_Document text:_
+--

Accessibility statement

Professor Ruth Patrick

BA, MA, PhD (Leeds)

  • Professor of Social Policy

Visit Professor Ruth Patrick's profile on the York Research Database to see a full list of publications and browse her research related activities.

Profile

Areas of expertise

  • Poverty, social security and welfare reform
  • Welfare conditionality, sanctions and welfare-to-work
  • Participatory approaches
  • Qualitative longitudinal methodologies

Academic biography

My particular interests lie in seeking to better understand the (dis)connect between popular and political narratives around poverty, welfare reform and austerity and lived experiences for those directly affected by recent and ongoing changes to the social security system. My particular interests include social citizenship and stigma, and the complex ways in which the shame associated with poverty and benefits receipt interacts with experiences and responses to financial hardship.

I am interested (and excited by) the potential of qualitative longitudinal approaches to enable researchers to ‘walk alongside’ participants, and generate a dynamic, rich picture of lives lived through time. I have used qualitative longitudinal approaches in my own research, and have participated in training doctoral and early career researchers in this methodology. Further, my research prioritises participatory elements, and I am committed to conducting research with rather than on people. To this end, I always seek to include participatory elements within the work that I do, and to ensure that the outputs produced from any research encompass both academic and more accessible (and perhaps engaging) outputs.

+--

_Data extract:_

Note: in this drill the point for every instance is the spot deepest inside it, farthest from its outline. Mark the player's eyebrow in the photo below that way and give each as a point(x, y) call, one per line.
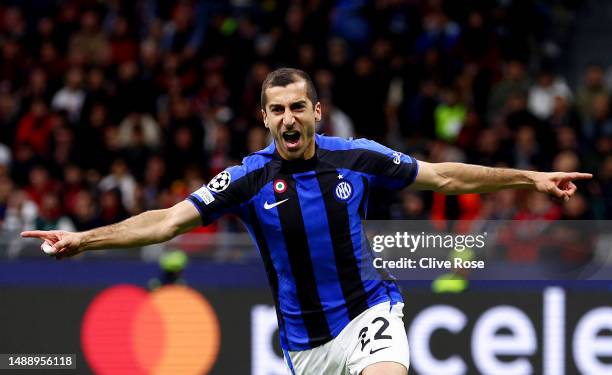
point(294, 105)
point(298, 104)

+--

_Set of tasks:_
a. In the profile of Professor Ruth Patrick, translate this sentence into Spanish: "I have used qualitative longitudinal approaches in my own research, and have participated in training doctoral and early career researchers in this methodology."
b. Carry on the profile of Professor Ruth Patrick from the point where it stops.

_Results:_
a. He empleado enfoques cualitativos longitudinales en mi propia investigación y he participado en la formación de doctorandos e investigadores noveles en esta metodología.

b.
I joined the School for Business and Society in August 2018, and before that was a Postdoctoral Researcher at the University of Liverpool. My doctoral research was completed at the University of Leeds, where I explored the lived experiences of welfare reform. I entered university as a mature student, and particularly value the skills and experiences I have gained from outside the academy. I have worked as a practitioner for Shelter and Foundation (supporting offenders with their housing needs both in custody and following release) and also have employment experiences in the think tank sector (Fabian Society / Institute for Public and Policy Research). These experiences greatly inform the work that I do now.

My current role is part-time (0.8) and I combine my academic work with the parenting (much harder) work of looking after my three young children.

Publications

Books

**Patrick, R. (2017). For whose benefit? The Lived experiences of welfare reform. Bristol: Policy Press.

Articles

Patrick, R. (2017) Wither Social Citizenship? Lived Experiences of Citizenship In/Exclusion for Recipients of Out-of-Work Benefits Social Policy & Society, 16(2): 293-304.

Edmiston, D., Garthwaite, K. & Patrick, R. (2017), Introduction: Austerity, Welfare and Social Citizenship, Social Policy & Society, 16(2): 253-259

Patrick, R. (2016) Living with and responding to the 'scrounger' narrative in the UK: exploring everyday strategies of acceptance, resistance and deflection, Journal of Poverty and Social Justice, 24 (3): 245 - 259.

Hudson, J., Patrick, R. & Wincup, E. (2016) Introduction to themed special issue: exploring 'welfare' attitudes and experiences, Journal of Poverty & Social Justice, 24(3): 215-226.

Patrick, R. (2014), Working on Welfare: Findings from a Qualitative Longitudinal Study into the Lived Experiences of Welfare Reform in the UK, Journal of Social Policy, 43(4): 705-725.

Patrick, R. (2012) ‘All in it together? Disabled people, the Coalition and welfare-to-work, Journal of Poverty and Social Justice, 20(3), 307-322.

Patrick, R. (2012), ‘Work as the primary 'duty' of the responsible citizen: a critique of this work-centric approach’ People, Place and Policy Online 6(1), 5-15.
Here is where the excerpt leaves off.